[Available data — start]
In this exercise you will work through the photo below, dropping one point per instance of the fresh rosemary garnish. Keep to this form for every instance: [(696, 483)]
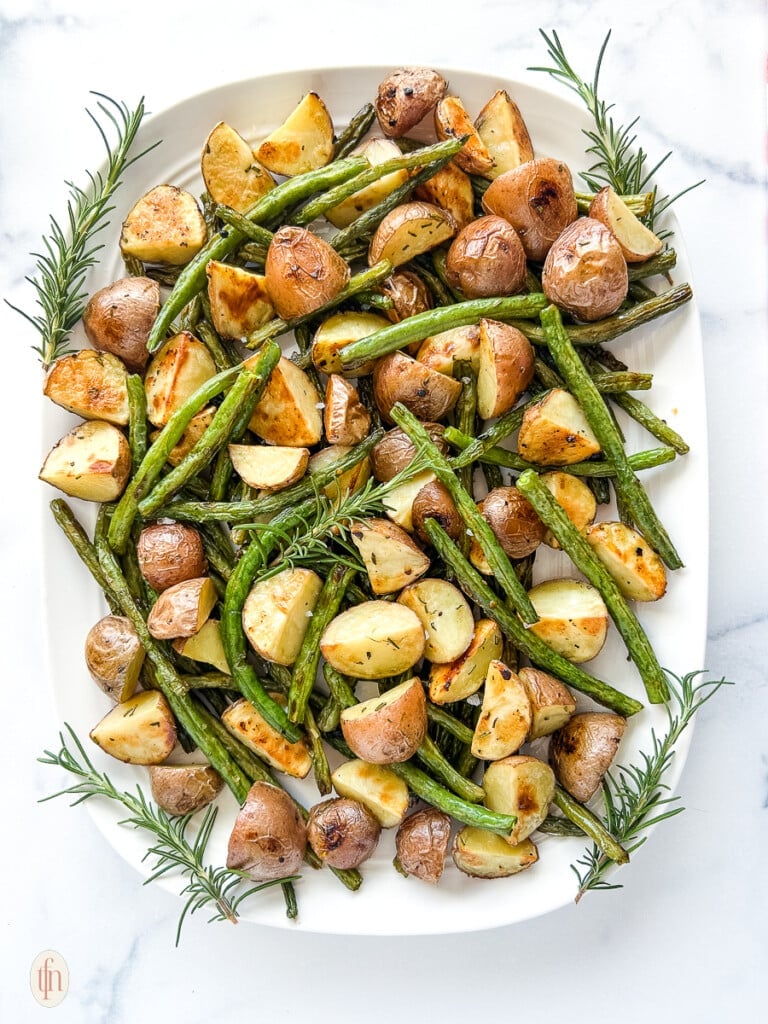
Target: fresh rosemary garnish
[(617, 162), (218, 888), (635, 796), (70, 251)]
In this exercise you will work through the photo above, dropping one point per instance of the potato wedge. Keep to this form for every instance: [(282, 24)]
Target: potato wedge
[(181, 609), (205, 646), (506, 715), (452, 121), (389, 728), (521, 785), (289, 411), (409, 230), (484, 855), (240, 300), (176, 371), (445, 615), (373, 640), (230, 171), (303, 142), (635, 566), (276, 612), (90, 384), (551, 701), (92, 462), (268, 467), (391, 558), (138, 731), (247, 725), (338, 331), (506, 368), (572, 617), (376, 786), (164, 226), (555, 431), (503, 131)]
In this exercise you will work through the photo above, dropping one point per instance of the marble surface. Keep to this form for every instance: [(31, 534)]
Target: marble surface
[(685, 939)]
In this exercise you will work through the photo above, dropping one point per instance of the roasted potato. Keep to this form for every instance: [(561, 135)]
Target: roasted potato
[(582, 751), (268, 840), (585, 271), (118, 320), (114, 655)]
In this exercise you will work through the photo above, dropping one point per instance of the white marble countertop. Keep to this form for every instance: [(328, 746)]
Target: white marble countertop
[(685, 939)]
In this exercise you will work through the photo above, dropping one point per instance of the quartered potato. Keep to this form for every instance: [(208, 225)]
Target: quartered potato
[(230, 171), (165, 226), (303, 142)]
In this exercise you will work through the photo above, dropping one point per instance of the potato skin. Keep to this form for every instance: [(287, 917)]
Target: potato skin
[(422, 843), (269, 836), (585, 272), (486, 258), (170, 553), (342, 832)]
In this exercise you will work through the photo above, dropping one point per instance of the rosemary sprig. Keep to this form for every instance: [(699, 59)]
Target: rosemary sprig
[(69, 251), (617, 162), (218, 888), (635, 796)]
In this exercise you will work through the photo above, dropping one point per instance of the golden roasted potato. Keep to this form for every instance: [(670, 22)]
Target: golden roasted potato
[(92, 462), (268, 840), (585, 271), (164, 226), (119, 317), (302, 271), (230, 172), (303, 142), (389, 728), (373, 640), (406, 96), (538, 200), (114, 655)]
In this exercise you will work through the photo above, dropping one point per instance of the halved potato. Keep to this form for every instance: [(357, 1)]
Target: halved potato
[(338, 331), (445, 615), (164, 226), (289, 411), (276, 612), (245, 722), (452, 121), (138, 731), (485, 855), (373, 640), (572, 617), (389, 728), (409, 230), (181, 609), (463, 677), (92, 462), (90, 384), (240, 300), (205, 646), (230, 171), (391, 558), (521, 785), (637, 569), (268, 467), (506, 368), (303, 142), (376, 786), (176, 371), (555, 431), (506, 715), (503, 130)]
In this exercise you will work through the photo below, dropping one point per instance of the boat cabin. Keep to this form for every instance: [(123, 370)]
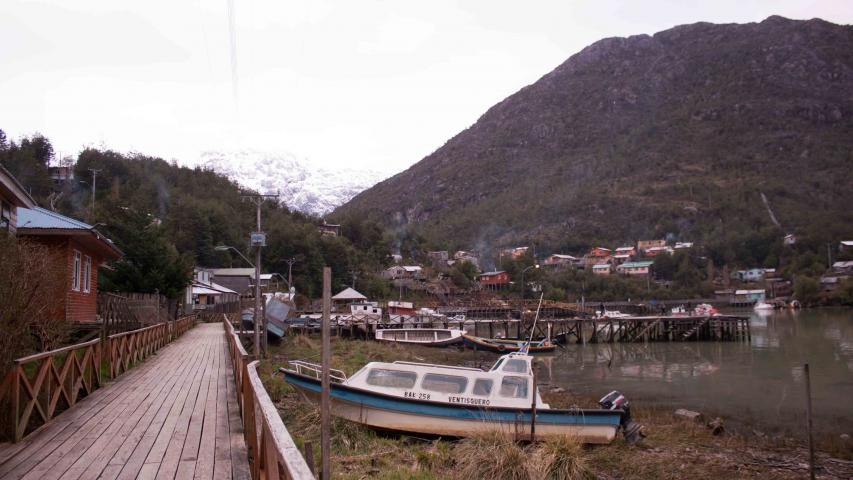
[Available data — finish]
Take each line of the material that contains the word "below" and list it.

In this exercise you will work through the photo below, dropping one point per instance of the fresh rosemary garnish. Keep to this form for every instance: [(696, 483)]
In this exercise you will work through the photo below, dropping one point per instance of the boat cabin. Keep to this form for every instance: [(123, 370)]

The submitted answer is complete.